__Work to complete__
(1) In the interview with Ted Olson and David Boies, which side did Olson represent before the Supreme Court in Gore v. Bush?
(2) Reproduce the passage of the interview with Ted Olson and David Boies starting at "The coming together" and ending at "Branches of government.".
(3) Carry on the interview with Ted Olson and David Boies about judicial underfunding from the point where it stops.

__Reading passage__
***
An Exclusive Interview with Ted Olson & David Boies

Ted Olson at UNH Law, 5/26/11

Several days ago I flew to New Hampshire to visit my alma mater, the University of New Hampshire School of Law, to attend an ABA Task Force hearing on the state of the judiciary.  More precisely, the ABA Task Force is about the crisis in the judiciary.  The co-chairs of the Task Force are Ted Olson and David Boies, who are undoubtedly the two most famous attorneys in the United States.  I had the opportunity to do an exclusive interview with Olson and Boies immediately prior to the start of the hearings.  Indeed, it was an honor and a privilege to sit down for a discussion with these two icons of our industry.

The pair were famously on opposite sides of Gore v. Bush at the United States Supreme Court, with Boies representing Vice-President Gore and Olson representing then Governor Bush.  More recently they teamed up to collectively fight the California ban on gay marriage.  Even more recently, and currently ongoing, they are on opposing sides of the NFL lockout and labor dispute, with Olson representing the players and Boies representing the NFL owners.  Whatever your position on these and the many other high-profile cases they have been involved with, it is clear that Olson and Boies are legal royalty.

The coming together of Ted Olson and David Boies for the purpose of advocating for a judicial system was not by happenstance.  As you will read in the interview that follows, the men are aware they are high profile attorneys and hope that their fame will enable them to capture the attention of legislatures, lawyers and the public.  They are each committed to advocating for a judicial system starved for resources and without lobbyists of its own, but which is supposed to be a co-equal branch of government along with the Legislative and Executive Branches of government.

Without further ado, my interview with Ted Olson and David Boies.

QUINN: I really appreciate your taking the time to chat with me today.  And maybe we can just jump right in and give you both the opportunity to tell me what it is that brings you here today to Concord, NH.

BOIES: We are here for the hearings on the American Bar Association Task force and the crisis in our judicial system resulting from the underfunding of that judicial system nation wide.  And one of the things we are going to be hearing from is a series of lawyers, client, chief justices, business people about how the underfunding of the justice system really adversely affects American business, the economy, American families, the average person and people’s constitutional rights.  And we had a hearing in Atlanta a few months ago that brought a lot of this out and brought quite a bit of attention and I think we are going to try and continue that process here.

OLSON: People don’t know that maybe if their car is stolen or their house is burglarized, maybe the perpetrator was someone who has already been arrested for one of those offenses and is awaiting trial because our courts don’t have enough court rooms, enough judges, enough staff to process people in the criminal justice system so people are out on the loose committing more crimes.  Or maybe their next-door neighbor is a victim of spousal abuse because she couldn’t get to a judge to get a restraining order.  The cuts in the judicial budget in the United States are affecting everyone.  All of us need the justice system even if we are not suing somebody or being sued by somebody because it affects the tranquility, it affects economic prosperity, and it affects the we go about living our lives even if we are not direct participants.

So the purpose of our task force is to bring attention to how many problems are being created by the cuts in funding of the judicial systems and what can be done about it.  If people do not realize the magnitude of the problem we are not going to be able to solve it.  We are trying to shine a light on the degree to which the problem is affecting everyone.
***
__Listed entries__
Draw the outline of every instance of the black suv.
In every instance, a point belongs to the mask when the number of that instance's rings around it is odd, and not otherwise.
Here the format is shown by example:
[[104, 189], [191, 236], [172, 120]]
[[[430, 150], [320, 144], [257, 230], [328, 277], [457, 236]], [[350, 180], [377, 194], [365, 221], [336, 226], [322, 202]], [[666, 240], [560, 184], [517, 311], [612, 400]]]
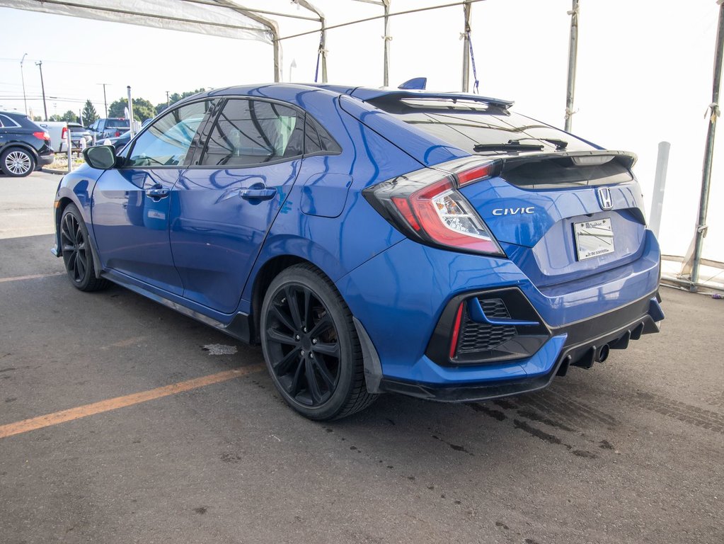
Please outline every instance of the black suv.
[[53, 162], [50, 135], [22, 113], [0, 112], [0, 170], [26, 176]]

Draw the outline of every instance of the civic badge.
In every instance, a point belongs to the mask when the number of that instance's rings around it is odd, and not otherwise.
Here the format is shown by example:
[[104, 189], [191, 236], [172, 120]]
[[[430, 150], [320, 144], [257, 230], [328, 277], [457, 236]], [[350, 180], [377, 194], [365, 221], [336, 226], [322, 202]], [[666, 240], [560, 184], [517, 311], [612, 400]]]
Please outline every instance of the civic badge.
[[611, 190], [607, 187], [599, 187], [596, 190], [596, 196], [598, 197], [598, 203], [601, 205], [601, 209], [610, 209], [613, 207]]

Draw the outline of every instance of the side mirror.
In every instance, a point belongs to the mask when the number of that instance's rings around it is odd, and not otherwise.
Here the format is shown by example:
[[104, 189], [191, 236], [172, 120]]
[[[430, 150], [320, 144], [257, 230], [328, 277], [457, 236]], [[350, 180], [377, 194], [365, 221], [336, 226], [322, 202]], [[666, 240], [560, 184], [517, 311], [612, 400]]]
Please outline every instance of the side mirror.
[[91, 168], [107, 170], [116, 165], [116, 148], [113, 146], [96, 146], [83, 150], [83, 158]]

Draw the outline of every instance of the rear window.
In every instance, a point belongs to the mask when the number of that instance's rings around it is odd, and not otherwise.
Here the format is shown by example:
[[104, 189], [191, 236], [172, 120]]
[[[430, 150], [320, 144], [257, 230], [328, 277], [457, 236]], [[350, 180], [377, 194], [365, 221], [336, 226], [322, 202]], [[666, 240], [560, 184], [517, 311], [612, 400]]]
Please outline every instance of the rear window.
[[11, 117], [9, 115], [3, 115], [0, 114], [0, 126], [5, 127], [6, 128], [14, 128], [20, 126], [20, 121], [16, 121], [14, 119]]
[[[563, 141], [568, 151], [596, 148], [562, 130], [484, 102], [382, 96], [369, 104], [469, 153], [476, 153], [473, 148], [478, 144], [503, 145], [511, 141], [543, 146], [546, 151], [555, 151], [556, 146], [546, 138]], [[489, 154], [504, 152], [485, 151]]]
[[107, 128], [128, 128], [130, 126], [127, 119], [109, 119], [106, 120]]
***
__Answers for the exercise__
(1) Olson represented then Governor Bush.

(2)
The coming together of Ted Olson and David Boies for the purpose of advocating for a judicial system was not by happenstance.  As you will read in the interview that follows, the men are aware they are high profile attorneys and hope that their fame will enable them to capture the attention of legislatures, lawyers and the public.  They are each committed to advocating for a judicial system starved for resources and without lobbyists of its own, but which is supposed to be a co-equal branch of government along with the Legislative and Executive Branches of government.

(3)
David Boies at UNH Law School 5/26/2011

BOIES: Let me give you an illustration of this.  Take New Hampshire.  In New Hampshire, the cuts have been so severe that now only about 1.3%, less than 1 and a half percent of the state budget goes to the court system.  The judicial system is one of the three branches of government.  It is the one that guarantees all of the constitutional rights that all of the other branches of government try to preserve.  And yet only 1.3% of the budget is all that is allocated to that branch of government.  And unfortunately that is not atypical.  For most of the states, the amount of the state budget that is allocated to justice system is between one and two percent and sometimes even less than 1 percent if you can imagine that.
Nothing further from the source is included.